--- START ---

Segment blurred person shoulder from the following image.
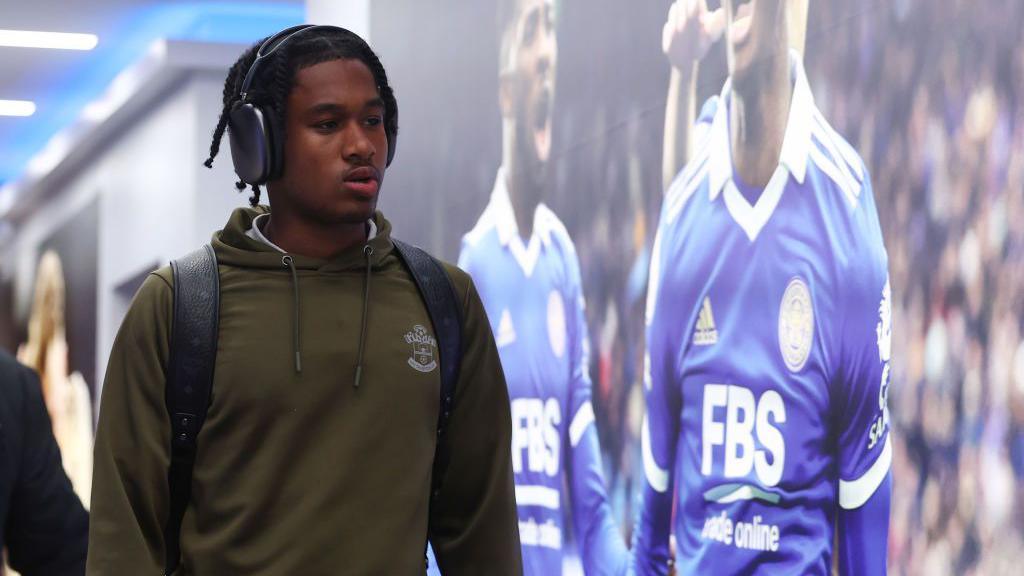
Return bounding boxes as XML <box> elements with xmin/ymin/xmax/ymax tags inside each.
<box><xmin>0</xmin><ymin>348</ymin><xmax>89</xmax><ymax>576</ymax></box>
<box><xmin>0</xmin><ymin>347</ymin><xmax>34</xmax><ymax>414</ymax></box>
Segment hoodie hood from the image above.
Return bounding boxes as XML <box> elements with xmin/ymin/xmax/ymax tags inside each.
<box><xmin>212</xmin><ymin>205</ymin><xmax>396</xmax><ymax>272</ymax></box>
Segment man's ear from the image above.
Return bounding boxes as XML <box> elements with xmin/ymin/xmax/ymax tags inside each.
<box><xmin>498</xmin><ymin>71</ymin><xmax>515</xmax><ymax>120</ymax></box>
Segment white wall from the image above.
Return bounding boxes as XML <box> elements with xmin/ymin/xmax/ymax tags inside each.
<box><xmin>0</xmin><ymin>43</ymin><xmax>248</xmax><ymax>413</ymax></box>
<box><xmin>306</xmin><ymin>0</ymin><xmax>371</xmax><ymax>40</ymax></box>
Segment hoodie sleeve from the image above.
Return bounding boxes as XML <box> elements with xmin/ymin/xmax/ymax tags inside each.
<box><xmin>429</xmin><ymin>267</ymin><xmax>522</xmax><ymax>575</ymax></box>
<box><xmin>87</xmin><ymin>271</ymin><xmax>173</xmax><ymax>575</ymax></box>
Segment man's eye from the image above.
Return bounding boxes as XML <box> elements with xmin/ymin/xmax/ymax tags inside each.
<box><xmin>315</xmin><ymin>121</ymin><xmax>337</xmax><ymax>130</ymax></box>
<box><xmin>366</xmin><ymin>116</ymin><xmax>383</xmax><ymax>127</ymax></box>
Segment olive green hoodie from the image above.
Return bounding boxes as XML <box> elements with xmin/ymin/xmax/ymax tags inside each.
<box><xmin>87</xmin><ymin>206</ymin><xmax>522</xmax><ymax>575</ymax></box>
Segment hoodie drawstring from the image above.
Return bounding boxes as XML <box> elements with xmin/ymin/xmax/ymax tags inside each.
<box><xmin>282</xmin><ymin>255</ymin><xmax>302</xmax><ymax>373</ymax></box>
<box><xmin>353</xmin><ymin>245</ymin><xmax>374</xmax><ymax>388</ymax></box>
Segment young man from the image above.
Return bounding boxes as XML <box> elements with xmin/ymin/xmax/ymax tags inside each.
<box><xmin>634</xmin><ymin>1</ymin><xmax>892</xmax><ymax>574</ymax></box>
<box><xmin>455</xmin><ymin>1</ymin><xmax>630</xmax><ymax>574</ymax></box>
<box><xmin>0</xmin><ymin>348</ymin><xmax>89</xmax><ymax>575</ymax></box>
<box><xmin>88</xmin><ymin>26</ymin><xmax>521</xmax><ymax>575</ymax></box>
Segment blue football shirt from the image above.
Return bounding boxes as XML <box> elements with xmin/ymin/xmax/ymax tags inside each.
<box><xmin>633</xmin><ymin>54</ymin><xmax>893</xmax><ymax>575</ymax></box>
<box><xmin>452</xmin><ymin>168</ymin><xmax>629</xmax><ymax>576</ymax></box>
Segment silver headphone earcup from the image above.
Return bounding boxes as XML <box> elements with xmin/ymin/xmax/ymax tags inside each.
<box><xmin>228</xmin><ymin>103</ymin><xmax>272</xmax><ymax>184</ymax></box>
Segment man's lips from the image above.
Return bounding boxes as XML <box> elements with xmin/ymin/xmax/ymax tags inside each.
<box><xmin>342</xmin><ymin>166</ymin><xmax>380</xmax><ymax>183</ymax></box>
<box><xmin>341</xmin><ymin>166</ymin><xmax>380</xmax><ymax>197</ymax></box>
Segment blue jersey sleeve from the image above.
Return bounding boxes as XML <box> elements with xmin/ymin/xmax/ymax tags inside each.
<box><xmin>633</xmin><ymin>226</ymin><xmax>682</xmax><ymax>576</ymax></box>
<box><xmin>835</xmin><ymin>172</ymin><xmax>893</xmax><ymax>511</ymax></box>
<box><xmin>837</xmin><ymin>469</ymin><xmax>891</xmax><ymax>575</ymax></box>
<box><xmin>561</xmin><ymin>238</ymin><xmax>631</xmax><ymax>575</ymax></box>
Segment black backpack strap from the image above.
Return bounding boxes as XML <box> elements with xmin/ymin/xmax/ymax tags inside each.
<box><xmin>390</xmin><ymin>239</ymin><xmax>463</xmax><ymax>502</ymax></box>
<box><xmin>164</xmin><ymin>244</ymin><xmax>219</xmax><ymax>576</ymax></box>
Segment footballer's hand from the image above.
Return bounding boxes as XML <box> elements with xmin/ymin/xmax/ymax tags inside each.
<box><xmin>662</xmin><ymin>0</ymin><xmax>726</xmax><ymax>70</ymax></box>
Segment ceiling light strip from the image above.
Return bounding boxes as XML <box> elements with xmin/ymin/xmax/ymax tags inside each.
<box><xmin>0</xmin><ymin>100</ymin><xmax>36</xmax><ymax>117</ymax></box>
<box><xmin>0</xmin><ymin>29</ymin><xmax>98</xmax><ymax>50</ymax></box>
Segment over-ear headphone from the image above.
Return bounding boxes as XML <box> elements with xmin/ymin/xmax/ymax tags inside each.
<box><xmin>227</xmin><ymin>24</ymin><xmax>398</xmax><ymax>185</ymax></box>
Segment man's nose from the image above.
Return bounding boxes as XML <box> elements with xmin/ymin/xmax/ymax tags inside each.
<box><xmin>343</xmin><ymin>123</ymin><xmax>376</xmax><ymax>162</ymax></box>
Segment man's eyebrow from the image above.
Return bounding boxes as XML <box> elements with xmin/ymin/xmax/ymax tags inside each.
<box><xmin>306</xmin><ymin>98</ymin><xmax>385</xmax><ymax>115</ymax></box>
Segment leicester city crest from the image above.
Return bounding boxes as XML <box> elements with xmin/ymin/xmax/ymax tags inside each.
<box><xmin>405</xmin><ymin>324</ymin><xmax>438</xmax><ymax>373</ymax></box>
<box><xmin>778</xmin><ymin>277</ymin><xmax>814</xmax><ymax>373</ymax></box>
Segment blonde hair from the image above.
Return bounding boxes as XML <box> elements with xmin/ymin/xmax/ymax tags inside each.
<box><xmin>22</xmin><ymin>249</ymin><xmax>67</xmax><ymax>376</ymax></box>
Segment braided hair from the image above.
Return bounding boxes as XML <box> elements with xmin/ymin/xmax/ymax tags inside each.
<box><xmin>204</xmin><ymin>27</ymin><xmax>399</xmax><ymax>206</ymax></box>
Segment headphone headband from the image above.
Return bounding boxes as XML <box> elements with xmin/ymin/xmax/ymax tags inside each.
<box><xmin>239</xmin><ymin>24</ymin><xmax>343</xmax><ymax>99</ymax></box>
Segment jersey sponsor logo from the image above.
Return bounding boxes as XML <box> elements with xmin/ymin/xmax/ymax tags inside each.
<box><xmin>496</xmin><ymin>308</ymin><xmax>517</xmax><ymax>348</ymax></box>
<box><xmin>701</xmin><ymin>510</ymin><xmax>782</xmax><ymax>552</ymax></box>
<box><xmin>547</xmin><ymin>291</ymin><xmax>567</xmax><ymax>358</ymax></box>
<box><xmin>511</xmin><ymin>397</ymin><xmax>561</xmax><ymax>477</ymax></box>
<box><xmin>405</xmin><ymin>325</ymin><xmax>438</xmax><ymax>373</ymax></box>
<box><xmin>693</xmin><ymin>296</ymin><xmax>719</xmax><ymax>346</ymax></box>
<box><xmin>876</xmin><ymin>279</ymin><xmax>892</xmax><ymax>363</ymax></box>
<box><xmin>869</xmin><ymin>278</ymin><xmax>893</xmax><ymax>450</ymax></box>
<box><xmin>778</xmin><ymin>277</ymin><xmax>814</xmax><ymax>372</ymax></box>
<box><xmin>702</xmin><ymin>384</ymin><xmax>787</xmax><ymax>491</ymax></box>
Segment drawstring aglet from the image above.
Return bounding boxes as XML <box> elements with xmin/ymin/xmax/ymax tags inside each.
<box><xmin>282</xmin><ymin>254</ymin><xmax>302</xmax><ymax>374</ymax></box>
<box><xmin>353</xmin><ymin>244</ymin><xmax>374</xmax><ymax>388</ymax></box>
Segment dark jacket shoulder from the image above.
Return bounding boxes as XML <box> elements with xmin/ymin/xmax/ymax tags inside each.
<box><xmin>0</xmin><ymin>349</ymin><xmax>89</xmax><ymax>576</ymax></box>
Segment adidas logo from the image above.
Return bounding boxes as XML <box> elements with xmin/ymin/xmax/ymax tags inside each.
<box><xmin>496</xmin><ymin>308</ymin><xmax>517</xmax><ymax>348</ymax></box>
<box><xmin>693</xmin><ymin>297</ymin><xmax>718</xmax><ymax>346</ymax></box>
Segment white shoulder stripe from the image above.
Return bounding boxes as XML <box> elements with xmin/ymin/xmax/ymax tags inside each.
<box><xmin>641</xmin><ymin>415</ymin><xmax>670</xmax><ymax>493</ymax></box>
<box><xmin>838</xmin><ymin>434</ymin><xmax>892</xmax><ymax>509</ymax></box>
<box><xmin>813</xmin><ymin>111</ymin><xmax>864</xmax><ymax>182</ymax></box>
<box><xmin>665</xmin><ymin>160</ymin><xmax>710</xmax><ymax>225</ymax></box>
<box><xmin>811</xmin><ymin>114</ymin><xmax>863</xmax><ymax>192</ymax></box>
<box><xmin>808</xmin><ymin>144</ymin><xmax>859</xmax><ymax>209</ymax></box>
<box><xmin>677</xmin><ymin>146</ymin><xmax>711</xmax><ymax>192</ymax></box>
<box><xmin>811</xmin><ymin>125</ymin><xmax>860</xmax><ymax>196</ymax></box>
<box><xmin>569</xmin><ymin>402</ymin><xmax>595</xmax><ymax>448</ymax></box>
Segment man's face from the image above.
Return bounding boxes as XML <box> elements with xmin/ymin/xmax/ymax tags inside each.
<box><xmin>724</xmin><ymin>0</ymin><xmax>786</xmax><ymax>84</ymax></box>
<box><xmin>503</xmin><ymin>0</ymin><xmax>557</xmax><ymax>172</ymax></box>
<box><xmin>273</xmin><ymin>58</ymin><xmax>388</xmax><ymax>226</ymax></box>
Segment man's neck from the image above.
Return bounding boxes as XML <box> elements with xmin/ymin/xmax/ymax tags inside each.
<box><xmin>730</xmin><ymin>51</ymin><xmax>792</xmax><ymax>190</ymax></box>
<box><xmin>505</xmin><ymin>165</ymin><xmax>541</xmax><ymax>242</ymax></box>
<box><xmin>263</xmin><ymin>212</ymin><xmax>368</xmax><ymax>260</ymax></box>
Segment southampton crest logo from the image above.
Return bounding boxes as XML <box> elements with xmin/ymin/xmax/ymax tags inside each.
<box><xmin>405</xmin><ymin>325</ymin><xmax>438</xmax><ymax>373</ymax></box>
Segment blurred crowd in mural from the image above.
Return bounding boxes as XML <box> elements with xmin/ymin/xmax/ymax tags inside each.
<box><xmin>807</xmin><ymin>1</ymin><xmax>1024</xmax><ymax>574</ymax></box>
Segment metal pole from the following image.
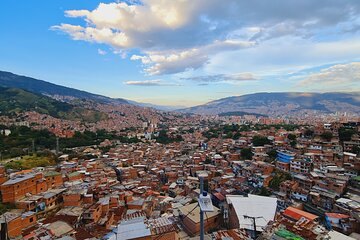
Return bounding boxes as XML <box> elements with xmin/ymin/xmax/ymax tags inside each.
<box><xmin>244</xmin><ymin>215</ymin><xmax>261</xmax><ymax>239</ymax></box>
<box><xmin>56</xmin><ymin>137</ymin><xmax>59</xmax><ymax>156</ymax></box>
<box><xmin>200</xmin><ymin>176</ymin><xmax>204</xmax><ymax>240</ymax></box>
<box><xmin>32</xmin><ymin>139</ymin><xmax>35</xmax><ymax>154</ymax></box>
<box><xmin>253</xmin><ymin>217</ymin><xmax>257</xmax><ymax>239</ymax></box>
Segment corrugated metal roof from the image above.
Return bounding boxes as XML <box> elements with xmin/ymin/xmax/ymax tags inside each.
<box><xmin>2</xmin><ymin>173</ymin><xmax>35</xmax><ymax>186</ymax></box>
<box><xmin>283</xmin><ymin>207</ymin><xmax>318</xmax><ymax>221</ymax></box>
<box><xmin>116</xmin><ymin>216</ymin><xmax>151</xmax><ymax>240</ymax></box>
<box><xmin>226</xmin><ymin>194</ymin><xmax>277</xmax><ymax>232</ymax></box>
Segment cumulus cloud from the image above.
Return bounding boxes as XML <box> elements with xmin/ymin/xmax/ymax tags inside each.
<box><xmin>130</xmin><ymin>40</ymin><xmax>255</xmax><ymax>75</ymax></box>
<box><xmin>52</xmin><ymin>0</ymin><xmax>360</xmax><ymax>75</ymax></box>
<box><xmin>124</xmin><ymin>79</ymin><xmax>181</xmax><ymax>86</ymax></box>
<box><xmin>299</xmin><ymin>62</ymin><xmax>360</xmax><ymax>86</ymax></box>
<box><xmin>182</xmin><ymin>72</ymin><xmax>258</xmax><ymax>84</ymax></box>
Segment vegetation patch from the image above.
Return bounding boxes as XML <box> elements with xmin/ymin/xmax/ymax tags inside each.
<box><xmin>4</xmin><ymin>154</ymin><xmax>56</xmax><ymax>170</ymax></box>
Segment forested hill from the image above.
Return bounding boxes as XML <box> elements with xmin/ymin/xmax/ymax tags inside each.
<box><xmin>0</xmin><ymin>86</ymin><xmax>107</xmax><ymax>122</ymax></box>
<box><xmin>0</xmin><ymin>70</ymin><xmax>128</xmax><ymax>104</ymax></box>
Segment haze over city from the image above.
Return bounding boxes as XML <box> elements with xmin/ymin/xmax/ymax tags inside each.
<box><xmin>0</xmin><ymin>1</ymin><xmax>360</xmax><ymax>240</ymax></box>
<box><xmin>1</xmin><ymin>0</ymin><xmax>360</xmax><ymax>106</ymax></box>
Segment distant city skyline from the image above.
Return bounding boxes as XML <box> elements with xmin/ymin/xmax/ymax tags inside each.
<box><xmin>1</xmin><ymin>0</ymin><xmax>360</xmax><ymax>106</ymax></box>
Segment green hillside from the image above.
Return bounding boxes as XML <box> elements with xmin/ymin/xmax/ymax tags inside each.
<box><xmin>0</xmin><ymin>86</ymin><xmax>107</xmax><ymax>122</ymax></box>
<box><xmin>0</xmin><ymin>70</ymin><xmax>128</xmax><ymax>104</ymax></box>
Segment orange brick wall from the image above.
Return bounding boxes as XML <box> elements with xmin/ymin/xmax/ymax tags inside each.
<box><xmin>36</xmin><ymin>181</ymin><xmax>48</xmax><ymax>193</ymax></box>
<box><xmin>1</xmin><ymin>172</ymin><xmax>62</xmax><ymax>203</ymax></box>
<box><xmin>63</xmin><ymin>194</ymin><xmax>82</xmax><ymax>207</ymax></box>
<box><xmin>46</xmin><ymin>175</ymin><xmax>63</xmax><ymax>189</ymax></box>
<box><xmin>1</xmin><ymin>178</ymin><xmax>37</xmax><ymax>203</ymax></box>
<box><xmin>7</xmin><ymin>214</ymin><xmax>37</xmax><ymax>238</ymax></box>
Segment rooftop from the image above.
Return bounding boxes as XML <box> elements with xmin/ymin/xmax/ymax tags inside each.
<box><xmin>179</xmin><ymin>202</ymin><xmax>220</xmax><ymax>224</ymax></box>
<box><xmin>283</xmin><ymin>207</ymin><xmax>318</xmax><ymax>221</ymax></box>
<box><xmin>226</xmin><ymin>194</ymin><xmax>277</xmax><ymax>231</ymax></box>
<box><xmin>2</xmin><ymin>173</ymin><xmax>35</xmax><ymax>186</ymax></box>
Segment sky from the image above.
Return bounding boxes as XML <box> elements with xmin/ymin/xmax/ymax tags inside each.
<box><xmin>0</xmin><ymin>0</ymin><xmax>360</xmax><ymax>107</ymax></box>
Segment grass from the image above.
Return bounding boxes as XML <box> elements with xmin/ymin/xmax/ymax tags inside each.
<box><xmin>4</xmin><ymin>155</ymin><xmax>56</xmax><ymax>170</ymax></box>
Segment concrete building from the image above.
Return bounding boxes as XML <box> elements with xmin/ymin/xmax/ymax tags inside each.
<box><xmin>179</xmin><ymin>202</ymin><xmax>221</xmax><ymax>237</ymax></box>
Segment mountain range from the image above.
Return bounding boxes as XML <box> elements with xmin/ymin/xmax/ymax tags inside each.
<box><xmin>1</xmin><ymin>70</ymin><xmax>359</xmax><ymax>116</ymax></box>
<box><xmin>0</xmin><ymin>71</ymin><xmax>186</xmax><ymax>111</ymax></box>
<box><xmin>181</xmin><ymin>92</ymin><xmax>360</xmax><ymax>116</ymax></box>
<box><xmin>0</xmin><ymin>70</ymin><xmax>128</xmax><ymax>105</ymax></box>
<box><xmin>0</xmin><ymin>86</ymin><xmax>107</xmax><ymax>122</ymax></box>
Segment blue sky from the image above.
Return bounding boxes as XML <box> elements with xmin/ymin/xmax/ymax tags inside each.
<box><xmin>1</xmin><ymin>0</ymin><xmax>360</xmax><ymax>106</ymax></box>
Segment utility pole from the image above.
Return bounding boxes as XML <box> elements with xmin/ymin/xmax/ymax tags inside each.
<box><xmin>199</xmin><ymin>176</ymin><xmax>204</xmax><ymax>240</ymax></box>
<box><xmin>32</xmin><ymin>139</ymin><xmax>35</xmax><ymax>154</ymax></box>
<box><xmin>198</xmin><ymin>174</ymin><xmax>213</xmax><ymax>240</ymax></box>
<box><xmin>243</xmin><ymin>215</ymin><xmax>262</xmax><ymax>239</ymax></box>
<box><xmin>2</xmin><ymin>214</ymin><xmax>9</xmax><ymax>240</ymax></box>
<box><xmin>56</xmin><ymin>137</ymin><xmax>59</xmax><ymax>156</ymax></box>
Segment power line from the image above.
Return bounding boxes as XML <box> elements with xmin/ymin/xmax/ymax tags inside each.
<box><xmin>184</xmin><ymin>203</ymin><xmax>199</xmax><ymax>219</ymax></box>
<box><xmin>243</xmin><ymin>215</ymin><xmax>263</xmax><ymax>239</ymax></box>
<box><xmin>154</xmin><ymin>204</ymin><xmax>199</xmax><ymax>240</ymax></box>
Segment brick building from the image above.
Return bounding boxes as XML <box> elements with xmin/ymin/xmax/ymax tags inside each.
<box><xmin>0</xmin><ymin>173</ymin><xmax>42</xmax><ymax>203</ymax></box>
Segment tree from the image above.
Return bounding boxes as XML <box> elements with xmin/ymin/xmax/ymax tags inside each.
<box><xmin>225</xmin><ymin>132</ymin><xmax>233</xmax><ymax>139</ymax></box>
<box><xmin>287</xmin><ymin>134</ymin><xmax>297</xmax><ymax>141</ymax></box>
<box><xmin>321</xmin><ymin>131</ymin><xmax>333</xmax><ymax>142</ymax></box>
<box><xmin>232</xmin><ymin>132</ymin><xmax>241</xmax><ymax>140</ymax></box>
<box><xmin>0</xmin><ymin>203</ymin><xmax>15</xmax><ymax>215</ymax></box>
<box><xmin>338</xmin><ymin>127</ymin><xmax>355</xmax><ymax>142</ymax></box>
<box><xmin>269</xmin><ymin>171</ymin><xmax>292</xmax><ymax>191</ymax></box>
<box><xmin>267</xmin><ymin>149</ymin><xmax>278</xmax><ymax>161</ymax></box>
<box><xmin>156</xmin><ymin>130</ymin><xmax>182</xmax><ymax>144</ymax></box>
<box><xmin>252</xmin><ymin>135</ymin><xmax>271</xmax><ymax>146</ymax></box>
<box><xmin>241</xmin><ymin>148</ymin><xmax>253</xmax><ymax>160</ymax></box>
<box><xmin>259</xmin><ymin>187</ymin><xmax>271</xmax><ymax>196</ymax></box>
<box><xmin>304</xmin><ymin>129</ymin><xmax>314</xmax><ymax>138</ymax></box>
<box><xmin>352</xmin><ymin>145</ymin><xmax>360</xmax><ymax>155</ymax></box>
<box><xmin>204</xmin><ymin>157</ymin><xmax>212</xmax><ymax>164</ymax></box>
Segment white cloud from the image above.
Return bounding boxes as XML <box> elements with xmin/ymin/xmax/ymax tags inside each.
<box><xmin>181</xmin><ymin>72</ymin><xmax>259</xmax><ymax>84</ymax></box>
<box><xmin>124</xmin><ymin>79</ymin><xmax>181</xmax><ymax>86</ymax></box>
<box><xmin>206</xmin><ymin>37</ymin><xmax>360</xmax><ymax>76</ymax></box>
<box><xmin>130</xmin><ymin>40</ymin><xmax>255</xmax><ymax>75</ymax></box>
<box><xmin>52</xmin><ymin>0</ymin><xmax>360</xmax><ymax>75</ymax></box>
<box><xmin>299</xmin><ymin>62</ymin><xmax>360</xmax><ymax>86</ymax></box>
<box><xmin>98</xmin><ymin>49</ymin><xmax>107</xmax><ymax>55</ymax></box>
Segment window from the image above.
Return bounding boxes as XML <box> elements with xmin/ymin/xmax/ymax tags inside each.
<box><xmin>29</xmin><ymin>217</ymin><xmax>34</xmax><ymax>222</ymax></box>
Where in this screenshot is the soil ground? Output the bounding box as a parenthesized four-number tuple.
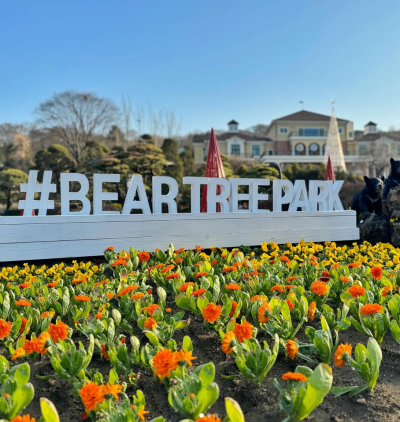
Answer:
(7, 302, 400, 422)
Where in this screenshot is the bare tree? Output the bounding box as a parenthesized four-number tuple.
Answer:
(35, 91, 119, 162)
(133, 105, 146, 140)
(164, 109, 182, 139)
(121, 94, 132, 143)
(248, 124, 269, 137)
(370, 141, 392, 177)
(0, 123, 30, 146)
(148, 106, 164, 146)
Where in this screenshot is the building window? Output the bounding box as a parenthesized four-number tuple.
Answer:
(279, 127, 288, 134)
(298, 128, 325, 137)
(309, 143, 320, 156)
(349, 132, 353, 138)
(322, 144, 326, 155)
(268, 150, 273, 155)
(359, 144, 367, 155)
(294, 143, 306, 155)
(231, 144, 240, 155)
(338, 128, 343, 134)
(252, 145, 260, 157)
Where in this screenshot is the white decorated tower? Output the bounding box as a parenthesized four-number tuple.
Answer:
(324, 106, 346, 171)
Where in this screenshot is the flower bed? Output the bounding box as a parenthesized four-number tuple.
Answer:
(1, 241, 400, 421)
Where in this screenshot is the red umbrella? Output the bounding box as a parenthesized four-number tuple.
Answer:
(324, 156, 336, 182)
(200, 128, 226, 212)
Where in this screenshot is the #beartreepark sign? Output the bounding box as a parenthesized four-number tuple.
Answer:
(0, 170, 359, 262)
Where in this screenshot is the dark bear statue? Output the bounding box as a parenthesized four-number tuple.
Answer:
(351, 176, 384, 217)
(383, 158, 400, 199)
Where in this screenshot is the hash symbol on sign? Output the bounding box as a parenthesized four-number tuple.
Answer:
(19, 170, 57, 216)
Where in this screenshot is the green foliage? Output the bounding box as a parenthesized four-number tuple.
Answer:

--- END ---

## TASK PROMPT
From the entries above, write out only the lines starting at the line that holds "Segment white wall from the image above." and ending at the line that holds "Segment silver headphone", keeping both and matching them exactly.

## RESULT OF THE TASK
Segment white wall from the image above.
Return bounding boxes as XML <box> elements with xmin/ymin/xmax/ymax tags inside each.
<box><xmin>0</xmin><ymin>43</ymin><xmax>248</xmax><ymax>413</ymax></box>
<box><xmin>306</xmin><ymin>0</ymin><xmax>371</xmax><ymax>40</ymax></box>
Segment hoodie sleeve from the image above.
Return bounding boxes as XML <box> elements with xmin/ymin/xmax/ymax tags inside each.
<box><xmin>429</xmin><ymin>267</ymin><xmax>522</xmax><ymax>575</ymax></box>
<box><xmin>87</xmin><ymin>271</ymin><xmax>173</xmax><ymax>575</ymax></box>
Segment man's eye from the image above.
Return bounding boxes as XML <box> elements with xmin/ymin/xmax/ymax tags inside each.
<box><xmin>315</xmin><ymin>121</ymin><xmax>337</xmax><ymax>130</ymax></box>
<box><xmin>366</xmin><ymin>116</ymin><xmax>383</xmax><ymax>127</ymax></box>
Segment olive green hoodie from the image above.
Return bounding boxes as XML <box> elements with xmin/ymin/xmax/ymax tags inside each.
<box><xmin>87</xmin><ymin>206</ymin><xmax>522</xmax><ymax>575</ymax></box>
Segment hoodie drawstring from the image above.
Return bounding boxes as XML <box> elements with xmin/ymin/xmax/ymax tags inside each.
<box><xmin>282</xmin><ymin>255</ymin><xmax>302</xmax><ymax>373</ymax></box>
<box><xmin>353</xmin><ymin>245</ymin><xmax>374</xmax><ymax>388</ymax></box>
Segment young man from the image above.
Return bounding boxes as XML <box> elements with xmin/ymin/xmax/ymax tags inside each.
<box><xmin>634</xmin><ymin>1</ymin><xmax>892</xmax><ymax>574</ymax></box>
<box><xmin>455</xmin><ymin>1</ymin><xmax>630</xmax><ymax>574</ymax></box>
<box><xmin>0</xmin><ymin>348</ymin><xmax>89</xmax><ymax>575</ymax></box>
<box><xmin>88</xmin><ymin>26</ymin><xmax>521</xmax><ymax>575</ymax></box>
Segment blue football shirt from the image above.
Return bounding boxes as XML <box> elements with xmin/ymin/xmax/ymax tags inside each.
<box><xmin>633</xmin><ymin>54</ymin><xmax>893</xmax><ymax>575</ymax></box>
<box><xmin>452</xmin><ymin>168</ymin><xmax>629</xmax><ymax>576</ymax></box>
Segment silver headphone earcup from the image above.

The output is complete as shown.